(Dataset rows)
..........

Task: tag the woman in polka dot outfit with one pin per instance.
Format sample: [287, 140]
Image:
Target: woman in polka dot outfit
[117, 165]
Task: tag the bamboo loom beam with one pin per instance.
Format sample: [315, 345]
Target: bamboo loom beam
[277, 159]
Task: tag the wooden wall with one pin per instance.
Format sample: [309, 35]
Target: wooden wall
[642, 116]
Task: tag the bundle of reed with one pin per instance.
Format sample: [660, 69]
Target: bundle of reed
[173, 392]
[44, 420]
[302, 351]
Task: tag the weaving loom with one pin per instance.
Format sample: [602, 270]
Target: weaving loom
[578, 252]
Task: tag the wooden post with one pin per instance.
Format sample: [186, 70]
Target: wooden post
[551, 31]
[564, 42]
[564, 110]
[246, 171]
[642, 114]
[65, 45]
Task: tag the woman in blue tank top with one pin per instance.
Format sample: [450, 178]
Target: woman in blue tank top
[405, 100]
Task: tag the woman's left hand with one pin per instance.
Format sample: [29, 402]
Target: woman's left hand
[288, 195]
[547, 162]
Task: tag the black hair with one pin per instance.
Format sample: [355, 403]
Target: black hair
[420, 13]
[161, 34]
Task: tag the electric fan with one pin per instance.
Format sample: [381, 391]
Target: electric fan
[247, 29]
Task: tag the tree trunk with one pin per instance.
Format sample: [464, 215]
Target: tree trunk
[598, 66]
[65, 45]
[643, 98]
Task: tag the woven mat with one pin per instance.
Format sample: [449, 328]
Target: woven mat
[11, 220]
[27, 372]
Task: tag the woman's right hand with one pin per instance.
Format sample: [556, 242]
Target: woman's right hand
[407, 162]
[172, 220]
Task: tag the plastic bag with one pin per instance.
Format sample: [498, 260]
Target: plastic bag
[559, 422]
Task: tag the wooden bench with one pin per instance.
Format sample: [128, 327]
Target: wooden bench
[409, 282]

..........

__INSTRUCTIONS FOR THE TASK__
Reproduce the part of the material that opens with the line containing "Task: tag the woven" and closes at the end of the material, keeping every line including the requests. Rescale each pin coordinate in the answers by multiplying it by 2.6 and rounding to whole numbers, halves up, and leave the format samples as they are.

__RIGHT ANSWER__
Task: tag the woven mat with one pin per instance.
Format sample: [449, 328]
Target: woven mat
[29, 572]
[70, 967]
Task: tag the woman's right hand with one pin per instance.
Format sample: [556, 242]
Target: woman's right hand
[1058, 421]
[447, 572]
Task: tag the plastic bag with one pin per instance.
Format sample: [498, 260]
Target: plastic bag
[1453, 1097]
Task: tag the wooden bench with one pin per instance.
Format sample: [128, 327]
Target: wooden bench
[1063, 733]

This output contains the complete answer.